» DOCUMENT TEXT:
= = =
Re: [VOTE] Designating maintainers for some Spark components

2014-11-07 Thread vaquar khan
+1 (binding)
On 8 Nov 2014 07:26, Davies Liu dav...@databricks.com wrote:

 Sorry for my last email, I misunderstood the proposal here, all the
 committer still have equal -1 to all the code changes.

 Also, as mentioned in the proposal, the sign off only happens to
 public API and architect, something like discussion about code style
 things are still the same.

 So, I'd revert my vote to +1. Sorry for this.

 Davies


 On Fri, Nov 7, 2014 at 3:18 PM, Davies Liu dav...@databricks.com wrote:
  -1 (not binding, +1 for maintainer, -1 for sign off)
 
  Agree with Greg and Vinod. In the beginning, everything is better
  (more efficient, more focus), but after some time, fighting begins.
 
  Code style is the most hot topic to fight (we already saw it in some
  PRs). If two committers (one of them is maintainer) have not got a
  agreement on code style, before this process, they will ask comments
  from other committers, but after this process, the maintainer have
  higher priority to -1, then maintainer will keep his/her personal
  preference, it's hard to make a agreement. Finally, different
  components will have different code style (or others).
 
  Right now, maintainers are kind of first contact or best contacts, the
  best person to review the PR in that component. We could announce it,
  then new contributors can easily find the right one to review.
 
  My 2 cents.
 
  Davies
 
 
  On Thu, Nov 6, 2014 at 11:43 PM, Vinod Kumar Vavilapalli
  vino...@apache.org wrote:
  With the maintainer model, the process is as follows:
 
  - Any committer could review the patch and merge it, but they would
 need to forward it to me (or another core API maintainer) to make sure we
 also approve
  - At any point during this process, I could come in and -1 it, or give
 feedback
  - In addition, any other committer beyond me is still allowed to -1
 this patch
 
  The only change in this model is that committers are responsible to
 forward patches in these areas to certain other committers. If every
 committer had perfect oversight of the project, they could have also seen
 every patch to their component on their own, but this list ensures that
 they see it even if they somehow overlooked it.
= = =
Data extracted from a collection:
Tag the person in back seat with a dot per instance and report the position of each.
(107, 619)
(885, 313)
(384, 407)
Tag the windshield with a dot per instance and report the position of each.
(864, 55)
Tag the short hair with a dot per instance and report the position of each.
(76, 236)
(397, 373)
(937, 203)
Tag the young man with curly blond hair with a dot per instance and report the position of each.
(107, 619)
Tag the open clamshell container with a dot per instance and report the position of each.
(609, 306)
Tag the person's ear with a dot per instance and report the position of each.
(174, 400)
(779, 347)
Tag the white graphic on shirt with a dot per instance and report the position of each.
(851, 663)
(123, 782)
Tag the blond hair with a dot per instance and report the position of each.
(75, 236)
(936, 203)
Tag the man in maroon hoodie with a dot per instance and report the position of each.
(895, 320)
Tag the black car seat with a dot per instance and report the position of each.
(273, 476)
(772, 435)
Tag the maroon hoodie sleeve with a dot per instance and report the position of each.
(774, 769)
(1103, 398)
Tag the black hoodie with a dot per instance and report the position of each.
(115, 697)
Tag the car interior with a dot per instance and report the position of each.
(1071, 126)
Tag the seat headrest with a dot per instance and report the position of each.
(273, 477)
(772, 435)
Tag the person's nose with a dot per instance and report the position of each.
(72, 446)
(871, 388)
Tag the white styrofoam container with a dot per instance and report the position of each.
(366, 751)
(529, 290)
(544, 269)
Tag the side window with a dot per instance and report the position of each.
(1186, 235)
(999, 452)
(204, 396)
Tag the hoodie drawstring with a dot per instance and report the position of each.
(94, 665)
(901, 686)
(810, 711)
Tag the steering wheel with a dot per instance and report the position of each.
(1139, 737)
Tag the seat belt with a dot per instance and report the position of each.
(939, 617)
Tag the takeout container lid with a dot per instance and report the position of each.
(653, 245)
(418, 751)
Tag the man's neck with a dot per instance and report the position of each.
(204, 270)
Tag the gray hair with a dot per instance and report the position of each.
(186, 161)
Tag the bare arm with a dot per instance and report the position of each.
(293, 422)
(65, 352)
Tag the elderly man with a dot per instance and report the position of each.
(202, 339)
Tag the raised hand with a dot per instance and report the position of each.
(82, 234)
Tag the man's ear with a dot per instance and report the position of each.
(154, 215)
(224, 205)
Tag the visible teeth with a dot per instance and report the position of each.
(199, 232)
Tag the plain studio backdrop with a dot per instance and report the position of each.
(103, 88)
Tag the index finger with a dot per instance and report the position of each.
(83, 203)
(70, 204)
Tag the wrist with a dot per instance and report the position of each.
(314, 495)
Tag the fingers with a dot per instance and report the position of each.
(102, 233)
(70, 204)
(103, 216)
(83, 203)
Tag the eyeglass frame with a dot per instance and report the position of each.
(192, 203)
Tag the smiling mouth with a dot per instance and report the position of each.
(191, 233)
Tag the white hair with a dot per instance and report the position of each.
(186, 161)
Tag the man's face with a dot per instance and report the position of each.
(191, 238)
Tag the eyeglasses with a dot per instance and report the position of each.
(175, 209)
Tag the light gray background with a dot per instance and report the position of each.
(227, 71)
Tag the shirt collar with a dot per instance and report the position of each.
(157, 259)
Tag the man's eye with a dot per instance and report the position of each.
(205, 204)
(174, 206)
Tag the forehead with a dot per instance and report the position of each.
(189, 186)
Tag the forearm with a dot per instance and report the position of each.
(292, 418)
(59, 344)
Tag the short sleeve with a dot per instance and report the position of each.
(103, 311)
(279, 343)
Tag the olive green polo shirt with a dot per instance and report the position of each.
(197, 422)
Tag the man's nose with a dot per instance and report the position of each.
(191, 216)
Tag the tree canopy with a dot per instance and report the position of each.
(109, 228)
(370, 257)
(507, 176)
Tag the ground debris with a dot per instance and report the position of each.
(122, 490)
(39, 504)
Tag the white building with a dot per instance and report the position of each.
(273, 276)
= = =
» STATED TASK: Reproduce the part of the Spark maintainers vote thread from "Agree with Greg" up to and including "one to review.", word for word.

» FULL OUTPUT:
Agree with Greg and Vinod. In the beginning, everything is better
  (more efficient, more focus), but after some time, fighting begins.
 
  Code style is the most hot topic to fight (we already saw it in some
  PRs). If two committers (one of them is maintainer) have not got a
  agreement on code style, before this process, they will ask comments
  from other committers, but after this process, the maintainer have
  higher priority to -1, then maintainer will keep his/her personal
  preference, it's hard to make a agreement. Finally, different
  components will have different code style (or others).
 
  Right now, maintainers are kind of first contact or best contacts, the
  best person to review the PR in that component. We could announce it,
  then new contributors can easily find the right one to review.